Record set:

◆ ◆ ◆ ◆ ◆

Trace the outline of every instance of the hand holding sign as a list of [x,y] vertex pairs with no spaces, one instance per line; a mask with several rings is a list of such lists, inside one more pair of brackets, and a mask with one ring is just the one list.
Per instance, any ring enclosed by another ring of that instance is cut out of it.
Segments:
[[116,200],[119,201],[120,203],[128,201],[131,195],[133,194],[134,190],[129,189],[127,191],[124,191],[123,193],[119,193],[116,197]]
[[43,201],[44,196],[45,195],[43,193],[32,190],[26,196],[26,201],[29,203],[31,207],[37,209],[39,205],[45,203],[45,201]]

◆ ◆ ◆ ◆ ◆

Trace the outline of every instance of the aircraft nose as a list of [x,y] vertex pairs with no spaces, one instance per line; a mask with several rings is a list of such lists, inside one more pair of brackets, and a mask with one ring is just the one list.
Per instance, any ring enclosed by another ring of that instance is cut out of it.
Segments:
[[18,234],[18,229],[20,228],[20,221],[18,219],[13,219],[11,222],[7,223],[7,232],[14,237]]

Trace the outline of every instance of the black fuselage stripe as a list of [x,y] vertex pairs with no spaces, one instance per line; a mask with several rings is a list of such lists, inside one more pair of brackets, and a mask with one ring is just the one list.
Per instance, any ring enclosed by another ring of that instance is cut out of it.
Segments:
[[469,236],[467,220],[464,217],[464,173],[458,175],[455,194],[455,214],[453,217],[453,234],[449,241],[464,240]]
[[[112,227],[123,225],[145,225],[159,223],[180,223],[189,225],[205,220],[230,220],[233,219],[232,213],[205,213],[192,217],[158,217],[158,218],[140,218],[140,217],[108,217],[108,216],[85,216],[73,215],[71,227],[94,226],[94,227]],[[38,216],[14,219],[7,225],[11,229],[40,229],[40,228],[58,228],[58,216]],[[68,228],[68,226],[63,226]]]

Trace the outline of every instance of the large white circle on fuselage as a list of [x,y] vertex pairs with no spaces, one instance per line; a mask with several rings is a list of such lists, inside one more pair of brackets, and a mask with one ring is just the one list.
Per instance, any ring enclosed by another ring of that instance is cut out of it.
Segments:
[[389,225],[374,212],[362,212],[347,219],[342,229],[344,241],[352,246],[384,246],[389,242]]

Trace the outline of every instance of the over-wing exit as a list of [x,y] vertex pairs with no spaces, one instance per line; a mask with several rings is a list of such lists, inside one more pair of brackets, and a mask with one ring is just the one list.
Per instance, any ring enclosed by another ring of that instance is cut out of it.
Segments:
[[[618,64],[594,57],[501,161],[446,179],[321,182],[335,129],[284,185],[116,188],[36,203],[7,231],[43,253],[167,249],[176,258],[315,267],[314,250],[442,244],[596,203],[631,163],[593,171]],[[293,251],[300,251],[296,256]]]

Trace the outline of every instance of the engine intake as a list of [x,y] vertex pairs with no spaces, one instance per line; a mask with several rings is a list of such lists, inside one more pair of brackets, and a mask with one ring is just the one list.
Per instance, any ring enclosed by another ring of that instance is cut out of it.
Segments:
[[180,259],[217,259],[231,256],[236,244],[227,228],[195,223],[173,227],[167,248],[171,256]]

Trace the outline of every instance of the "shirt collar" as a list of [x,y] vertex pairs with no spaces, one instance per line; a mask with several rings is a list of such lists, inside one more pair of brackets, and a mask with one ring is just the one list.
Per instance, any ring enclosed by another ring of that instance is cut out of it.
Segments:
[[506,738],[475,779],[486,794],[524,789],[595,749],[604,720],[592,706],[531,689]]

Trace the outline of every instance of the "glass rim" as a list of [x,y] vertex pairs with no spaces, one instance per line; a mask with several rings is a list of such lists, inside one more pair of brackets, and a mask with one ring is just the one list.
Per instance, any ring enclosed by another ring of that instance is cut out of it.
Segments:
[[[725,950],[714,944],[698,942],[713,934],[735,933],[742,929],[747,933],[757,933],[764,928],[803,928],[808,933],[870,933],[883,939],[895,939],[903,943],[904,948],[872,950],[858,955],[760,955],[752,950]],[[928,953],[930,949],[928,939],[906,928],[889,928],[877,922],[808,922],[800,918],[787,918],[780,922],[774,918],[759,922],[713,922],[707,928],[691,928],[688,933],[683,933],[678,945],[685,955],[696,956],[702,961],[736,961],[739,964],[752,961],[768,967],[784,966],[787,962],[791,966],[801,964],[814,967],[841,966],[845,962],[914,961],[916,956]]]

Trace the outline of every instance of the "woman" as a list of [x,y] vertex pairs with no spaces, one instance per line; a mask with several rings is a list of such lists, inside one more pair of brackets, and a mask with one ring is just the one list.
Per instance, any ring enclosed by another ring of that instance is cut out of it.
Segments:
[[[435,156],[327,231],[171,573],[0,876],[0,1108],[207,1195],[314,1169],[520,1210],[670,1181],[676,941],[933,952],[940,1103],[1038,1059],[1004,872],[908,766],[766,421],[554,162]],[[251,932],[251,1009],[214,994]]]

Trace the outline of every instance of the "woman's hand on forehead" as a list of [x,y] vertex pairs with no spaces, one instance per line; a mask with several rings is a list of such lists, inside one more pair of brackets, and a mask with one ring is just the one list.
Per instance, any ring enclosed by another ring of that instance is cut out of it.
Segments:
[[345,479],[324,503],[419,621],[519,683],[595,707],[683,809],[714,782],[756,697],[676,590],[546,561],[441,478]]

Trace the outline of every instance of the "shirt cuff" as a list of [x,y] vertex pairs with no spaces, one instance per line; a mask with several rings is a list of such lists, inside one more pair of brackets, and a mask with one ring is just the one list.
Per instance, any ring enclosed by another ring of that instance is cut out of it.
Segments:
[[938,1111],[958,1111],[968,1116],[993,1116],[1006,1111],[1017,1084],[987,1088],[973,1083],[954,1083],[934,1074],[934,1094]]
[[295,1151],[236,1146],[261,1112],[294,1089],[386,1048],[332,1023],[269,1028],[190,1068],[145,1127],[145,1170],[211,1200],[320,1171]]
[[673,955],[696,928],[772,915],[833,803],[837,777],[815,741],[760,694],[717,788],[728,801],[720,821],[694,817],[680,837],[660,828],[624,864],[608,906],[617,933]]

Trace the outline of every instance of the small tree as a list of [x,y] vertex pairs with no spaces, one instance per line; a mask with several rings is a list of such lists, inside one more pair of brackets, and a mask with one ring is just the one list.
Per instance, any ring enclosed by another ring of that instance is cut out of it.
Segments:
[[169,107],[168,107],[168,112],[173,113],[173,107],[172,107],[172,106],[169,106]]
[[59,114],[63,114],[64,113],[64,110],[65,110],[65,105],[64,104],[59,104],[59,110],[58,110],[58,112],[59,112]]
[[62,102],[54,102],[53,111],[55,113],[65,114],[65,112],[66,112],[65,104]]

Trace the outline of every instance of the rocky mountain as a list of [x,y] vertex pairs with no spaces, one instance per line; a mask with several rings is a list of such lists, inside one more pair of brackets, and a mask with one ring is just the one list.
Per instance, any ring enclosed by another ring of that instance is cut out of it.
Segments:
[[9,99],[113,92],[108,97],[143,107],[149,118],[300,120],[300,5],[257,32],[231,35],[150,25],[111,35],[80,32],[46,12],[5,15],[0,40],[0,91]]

◆ ◆ ◆ ◆ ◆

Problem details:
Look through the data above. Each line containing the word "woman" needs to be copied.

Problem solution:
Trace the outline of every instance of the "woman" as a list of [x,y] vertex pairs with no spaces, one instance per line; a mask with several rings is a list of such lists, inside one more pair of brackets, and a mask with one ring is just the one list.
Trace the outline of every instance of the "woman's hand on forehead" as a list of [x,y] vertex pairs with no spaces, one instance per line; a mask with several rings is a list of such lists, inside one more pair of brackets, and a mask with one ring is just the one list.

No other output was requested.